**Text section:**
================
Oireachtas Joint and Select Committees

Thursday, 22 June 2017

Public Accounts Committee

Dublin Institute of Technology and Cork Institute of Technology: Financial Statements

9:00 am

Professor Brian Norton:

Arising from discussion at our last appearance before the committee, we were asked to provide additional information and clarify some issues that were raised, and we have done so.

Regarding the delivery of DIT programmes in partnership or through third-party providers, this type of delivery is in keeping with national strategy for higher education. Such arrangements represent a very small proportion of DIT provision and are entered into where there is clear student demand and where, for reasons of resources, we cannot deliver the programme in-house. Students registered on such a programme are recognised as full DIT students with access to services, from the medical centre and counselling, to sports, clubs and societies. The DIT commercial modern music degree, delivered through the British and Irish Modern Music Institute Dublin, BIMM Dublin, is an example of such a programme which has run very successfully for five years. The future delivery is currently under public tender.
================
**Data extract:**

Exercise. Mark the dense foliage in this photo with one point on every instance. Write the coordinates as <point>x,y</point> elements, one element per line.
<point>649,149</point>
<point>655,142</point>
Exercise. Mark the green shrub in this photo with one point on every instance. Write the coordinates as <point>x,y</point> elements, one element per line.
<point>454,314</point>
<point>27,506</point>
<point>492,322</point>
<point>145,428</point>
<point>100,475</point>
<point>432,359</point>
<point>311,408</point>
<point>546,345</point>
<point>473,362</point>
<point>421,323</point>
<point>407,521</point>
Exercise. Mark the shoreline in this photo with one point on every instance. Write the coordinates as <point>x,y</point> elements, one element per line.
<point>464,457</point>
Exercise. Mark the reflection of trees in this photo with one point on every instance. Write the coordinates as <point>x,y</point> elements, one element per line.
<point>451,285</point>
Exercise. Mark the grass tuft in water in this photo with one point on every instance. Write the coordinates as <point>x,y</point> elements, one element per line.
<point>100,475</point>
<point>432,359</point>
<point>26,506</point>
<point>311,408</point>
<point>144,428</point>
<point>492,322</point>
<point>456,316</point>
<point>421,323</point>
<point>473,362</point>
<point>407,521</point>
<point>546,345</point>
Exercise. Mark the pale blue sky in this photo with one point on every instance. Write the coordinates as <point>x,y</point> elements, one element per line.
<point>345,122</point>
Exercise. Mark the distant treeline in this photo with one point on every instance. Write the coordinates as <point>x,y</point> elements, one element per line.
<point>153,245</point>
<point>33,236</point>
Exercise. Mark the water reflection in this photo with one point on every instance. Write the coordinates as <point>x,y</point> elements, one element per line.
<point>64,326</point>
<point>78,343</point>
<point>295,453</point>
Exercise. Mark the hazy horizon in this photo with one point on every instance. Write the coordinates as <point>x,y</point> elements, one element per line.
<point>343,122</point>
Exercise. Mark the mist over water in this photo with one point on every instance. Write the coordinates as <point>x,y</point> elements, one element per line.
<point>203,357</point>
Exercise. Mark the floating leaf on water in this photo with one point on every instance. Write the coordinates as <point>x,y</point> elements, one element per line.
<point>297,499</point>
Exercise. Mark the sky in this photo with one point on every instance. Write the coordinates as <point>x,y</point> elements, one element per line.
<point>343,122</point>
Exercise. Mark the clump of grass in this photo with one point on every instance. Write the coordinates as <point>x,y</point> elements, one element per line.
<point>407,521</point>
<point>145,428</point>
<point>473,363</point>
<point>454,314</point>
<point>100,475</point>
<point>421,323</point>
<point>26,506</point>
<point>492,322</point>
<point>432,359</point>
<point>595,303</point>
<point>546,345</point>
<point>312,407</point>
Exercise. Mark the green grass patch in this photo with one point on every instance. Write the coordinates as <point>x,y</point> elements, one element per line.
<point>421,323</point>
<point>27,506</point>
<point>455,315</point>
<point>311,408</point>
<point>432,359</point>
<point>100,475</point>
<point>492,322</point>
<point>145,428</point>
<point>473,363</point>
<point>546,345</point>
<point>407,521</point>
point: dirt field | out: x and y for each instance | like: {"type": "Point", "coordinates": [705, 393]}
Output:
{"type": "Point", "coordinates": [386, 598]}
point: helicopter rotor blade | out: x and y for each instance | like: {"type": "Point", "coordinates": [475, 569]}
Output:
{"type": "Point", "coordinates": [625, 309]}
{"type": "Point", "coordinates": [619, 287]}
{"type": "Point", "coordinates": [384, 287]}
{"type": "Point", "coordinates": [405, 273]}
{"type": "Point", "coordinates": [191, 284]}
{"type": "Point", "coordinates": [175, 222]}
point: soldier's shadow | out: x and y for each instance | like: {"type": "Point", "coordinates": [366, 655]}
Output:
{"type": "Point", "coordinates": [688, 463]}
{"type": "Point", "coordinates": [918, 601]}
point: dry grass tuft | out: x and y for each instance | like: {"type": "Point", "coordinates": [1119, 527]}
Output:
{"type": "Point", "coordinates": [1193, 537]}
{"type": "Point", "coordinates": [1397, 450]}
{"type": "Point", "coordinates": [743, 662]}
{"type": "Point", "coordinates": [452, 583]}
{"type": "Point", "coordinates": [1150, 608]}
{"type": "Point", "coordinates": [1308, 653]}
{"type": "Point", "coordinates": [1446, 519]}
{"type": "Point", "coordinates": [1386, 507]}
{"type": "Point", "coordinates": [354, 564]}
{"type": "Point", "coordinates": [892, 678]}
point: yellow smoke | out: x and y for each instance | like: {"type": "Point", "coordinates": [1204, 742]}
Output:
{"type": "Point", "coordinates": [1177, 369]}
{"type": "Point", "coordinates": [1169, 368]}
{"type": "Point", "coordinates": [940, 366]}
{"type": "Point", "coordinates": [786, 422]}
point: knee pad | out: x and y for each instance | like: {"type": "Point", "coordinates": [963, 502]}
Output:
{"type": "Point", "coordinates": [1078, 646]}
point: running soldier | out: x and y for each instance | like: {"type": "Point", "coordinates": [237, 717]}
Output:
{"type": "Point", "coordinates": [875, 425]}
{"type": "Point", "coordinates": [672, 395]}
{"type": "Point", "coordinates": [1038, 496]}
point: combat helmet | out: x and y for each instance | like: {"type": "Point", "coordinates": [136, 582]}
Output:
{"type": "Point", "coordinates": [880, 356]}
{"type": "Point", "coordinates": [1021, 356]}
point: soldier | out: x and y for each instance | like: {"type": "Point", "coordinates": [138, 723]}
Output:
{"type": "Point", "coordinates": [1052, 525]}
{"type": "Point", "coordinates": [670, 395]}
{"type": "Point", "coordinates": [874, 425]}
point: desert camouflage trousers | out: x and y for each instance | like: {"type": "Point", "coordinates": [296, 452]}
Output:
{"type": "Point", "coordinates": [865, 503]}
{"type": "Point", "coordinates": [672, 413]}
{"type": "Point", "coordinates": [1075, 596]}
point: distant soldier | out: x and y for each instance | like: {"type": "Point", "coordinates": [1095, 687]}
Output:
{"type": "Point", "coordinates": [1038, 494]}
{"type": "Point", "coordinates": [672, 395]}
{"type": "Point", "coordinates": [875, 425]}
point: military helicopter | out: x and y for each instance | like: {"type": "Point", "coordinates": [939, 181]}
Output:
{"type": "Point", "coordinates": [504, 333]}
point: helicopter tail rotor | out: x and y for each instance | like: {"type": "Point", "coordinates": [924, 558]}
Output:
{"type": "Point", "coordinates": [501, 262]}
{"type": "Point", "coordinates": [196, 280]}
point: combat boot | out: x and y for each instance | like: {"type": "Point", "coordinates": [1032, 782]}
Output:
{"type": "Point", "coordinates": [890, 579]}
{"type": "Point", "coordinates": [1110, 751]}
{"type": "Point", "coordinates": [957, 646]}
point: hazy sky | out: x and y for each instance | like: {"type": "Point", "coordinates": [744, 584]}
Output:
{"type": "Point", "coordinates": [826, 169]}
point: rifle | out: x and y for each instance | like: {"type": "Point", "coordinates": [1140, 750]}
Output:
================
**Questions:**
(a) According to Professor Norton's statement to the Public Accounts Committee, for how many years has the DIT commercial modern music degree delivered through BIMM Dublin been running?
(b) Continue Professor Norton's statement to the Public Accounts Committee from its final sentence.

**Results of the exercise:**
(a) Five years.

(b)
We also provided further information concerning the library subscription service, Swets UK. This company had been procured through a national public tender in 2012 but went into bankruptcy in 2014. DIT has provided an additional document to the committee that relates to an investigation undertaken by DIT and conducted by an external consultant, Ernst & Young, EY, into the processes that gave rise to the payment by DIT to Swets UK. The issues raised in this report are also addressed in the final management report, which was submitted in July 2016 to this committee. I regret that the EY report was not specifically included. There were press reports this morning in The Irish Times that the report was not provided to this committee, but we have a receipt from the secretariat for the Committee of Public Accounts dating to 31 May 2017 that it was received. I would like that to be in the record for the avoidance of doubt, since there seems to be a public view that it has not been submitted. It has been.